*YOUR OBJECTIVE*
Beginning at the line that contains "Target: tree", transcribe the remaining lines of the listing exactly; include the final line and omit everything before.
+++++
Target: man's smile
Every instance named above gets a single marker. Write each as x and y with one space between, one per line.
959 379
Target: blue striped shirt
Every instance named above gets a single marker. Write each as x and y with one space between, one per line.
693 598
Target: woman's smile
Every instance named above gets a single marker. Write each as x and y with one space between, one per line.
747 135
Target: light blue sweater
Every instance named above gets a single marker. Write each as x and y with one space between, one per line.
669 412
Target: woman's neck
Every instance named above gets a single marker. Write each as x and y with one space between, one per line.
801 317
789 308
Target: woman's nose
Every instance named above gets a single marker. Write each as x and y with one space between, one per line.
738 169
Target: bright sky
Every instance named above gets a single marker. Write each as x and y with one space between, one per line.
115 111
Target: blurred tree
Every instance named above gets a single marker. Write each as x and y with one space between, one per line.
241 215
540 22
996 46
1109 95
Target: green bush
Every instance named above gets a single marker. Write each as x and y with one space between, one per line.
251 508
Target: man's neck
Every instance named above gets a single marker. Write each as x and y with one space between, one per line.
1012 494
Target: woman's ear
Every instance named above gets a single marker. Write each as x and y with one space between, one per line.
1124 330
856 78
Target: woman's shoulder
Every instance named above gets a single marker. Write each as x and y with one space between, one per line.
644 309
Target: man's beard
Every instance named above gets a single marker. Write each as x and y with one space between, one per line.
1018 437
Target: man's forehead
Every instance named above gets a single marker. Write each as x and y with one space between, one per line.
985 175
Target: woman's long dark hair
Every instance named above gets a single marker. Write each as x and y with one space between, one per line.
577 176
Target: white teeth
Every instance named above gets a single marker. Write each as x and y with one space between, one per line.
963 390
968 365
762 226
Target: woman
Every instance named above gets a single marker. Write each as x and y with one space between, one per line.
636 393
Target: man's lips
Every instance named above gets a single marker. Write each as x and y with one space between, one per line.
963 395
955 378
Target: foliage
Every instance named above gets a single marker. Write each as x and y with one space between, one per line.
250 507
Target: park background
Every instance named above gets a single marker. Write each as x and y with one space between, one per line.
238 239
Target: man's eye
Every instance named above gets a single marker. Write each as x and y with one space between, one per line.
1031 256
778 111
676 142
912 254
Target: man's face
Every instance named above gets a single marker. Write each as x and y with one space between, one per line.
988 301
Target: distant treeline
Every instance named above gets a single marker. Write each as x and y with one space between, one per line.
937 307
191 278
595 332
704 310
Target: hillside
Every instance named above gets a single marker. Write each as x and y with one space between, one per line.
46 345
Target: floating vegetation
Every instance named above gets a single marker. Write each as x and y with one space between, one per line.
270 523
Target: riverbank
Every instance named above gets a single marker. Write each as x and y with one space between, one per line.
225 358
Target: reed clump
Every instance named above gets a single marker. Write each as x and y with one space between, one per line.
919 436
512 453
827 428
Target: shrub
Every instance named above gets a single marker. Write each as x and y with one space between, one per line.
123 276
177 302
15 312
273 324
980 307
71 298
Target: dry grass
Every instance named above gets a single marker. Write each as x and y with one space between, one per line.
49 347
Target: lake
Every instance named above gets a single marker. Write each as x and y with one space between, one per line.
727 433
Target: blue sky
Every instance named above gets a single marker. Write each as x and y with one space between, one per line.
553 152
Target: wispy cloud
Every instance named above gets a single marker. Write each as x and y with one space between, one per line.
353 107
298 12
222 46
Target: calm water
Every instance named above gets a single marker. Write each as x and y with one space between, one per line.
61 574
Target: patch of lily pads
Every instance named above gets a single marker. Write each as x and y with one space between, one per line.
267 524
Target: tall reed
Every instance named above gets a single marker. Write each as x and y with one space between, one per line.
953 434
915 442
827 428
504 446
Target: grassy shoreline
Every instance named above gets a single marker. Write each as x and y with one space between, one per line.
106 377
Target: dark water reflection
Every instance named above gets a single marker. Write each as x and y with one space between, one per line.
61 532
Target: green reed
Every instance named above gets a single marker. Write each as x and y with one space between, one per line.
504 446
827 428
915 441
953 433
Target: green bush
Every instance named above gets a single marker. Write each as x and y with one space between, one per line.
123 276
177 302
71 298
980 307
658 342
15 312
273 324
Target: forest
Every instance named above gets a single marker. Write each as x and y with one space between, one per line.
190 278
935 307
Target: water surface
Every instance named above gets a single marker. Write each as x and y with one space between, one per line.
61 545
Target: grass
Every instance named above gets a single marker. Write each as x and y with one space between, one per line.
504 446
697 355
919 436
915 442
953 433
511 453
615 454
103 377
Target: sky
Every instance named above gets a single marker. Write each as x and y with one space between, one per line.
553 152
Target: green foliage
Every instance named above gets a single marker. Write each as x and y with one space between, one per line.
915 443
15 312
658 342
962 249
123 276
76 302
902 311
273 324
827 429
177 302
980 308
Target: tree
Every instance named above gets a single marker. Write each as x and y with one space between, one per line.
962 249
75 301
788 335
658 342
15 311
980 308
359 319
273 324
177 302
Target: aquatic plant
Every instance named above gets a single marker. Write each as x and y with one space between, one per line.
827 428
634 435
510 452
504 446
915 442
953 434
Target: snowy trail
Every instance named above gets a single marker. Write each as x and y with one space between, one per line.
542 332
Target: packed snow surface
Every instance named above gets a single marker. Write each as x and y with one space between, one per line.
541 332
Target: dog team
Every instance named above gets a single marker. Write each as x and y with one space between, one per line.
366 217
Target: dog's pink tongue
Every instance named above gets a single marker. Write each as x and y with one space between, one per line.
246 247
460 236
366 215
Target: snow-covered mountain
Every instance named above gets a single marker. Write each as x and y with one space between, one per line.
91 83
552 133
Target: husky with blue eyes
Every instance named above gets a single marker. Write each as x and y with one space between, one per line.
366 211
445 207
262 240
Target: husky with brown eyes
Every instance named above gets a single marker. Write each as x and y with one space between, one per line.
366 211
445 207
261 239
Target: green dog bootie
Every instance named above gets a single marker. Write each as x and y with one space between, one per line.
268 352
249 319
+++++
*CORRECT OUTPUT*
Target: tree
Every instance named above gets a single marker. Write each as x and y with one space between, one per line.
962 249
75 301
788 335
658 342
15 311
980 308
359 319
273 324
177 302
Target: aquatic plant
Every instance named above gets a single marker. Write each as x and y with one space between, one per line.
827 428
634 435
510 452
504 446
915 442
953 434
Target: snowy trail
Every instance named above gets a single marker. Write each as x and y with one space between, one per line.
542 332
Target: packed snow surface
Every instance named above gets a single marker. Write each as x and y with one space between, one per line.
541 332
Target: dog team
Every instance named above gets a single marker. Write each as x and y with one space between, one per line.
366 217
Target: dog's pink tongue
Every instance named above gets a single marker. Write each as x and y with one space between, one per line.
246 247
460 236
366 215
Target: snow-covered mountain
Every instance named above gets a single marker. Write each as x and y with one space between, one per line.
91 83
552 133
Target: husky with blue eyes
Every instance named above gets a single marker. Write each as x and y with one space between, one per line.
366 211
445 207
262 240
Target: husky with brown eyes
Every instance named above gets a single marker. Write each as x and y with one space between, one per line.
366 211
445 207
261 239
Target: green dog bootie
Every instance named above gets a single marker. Write each as x and y with one space between, one per line.
268 352
249 319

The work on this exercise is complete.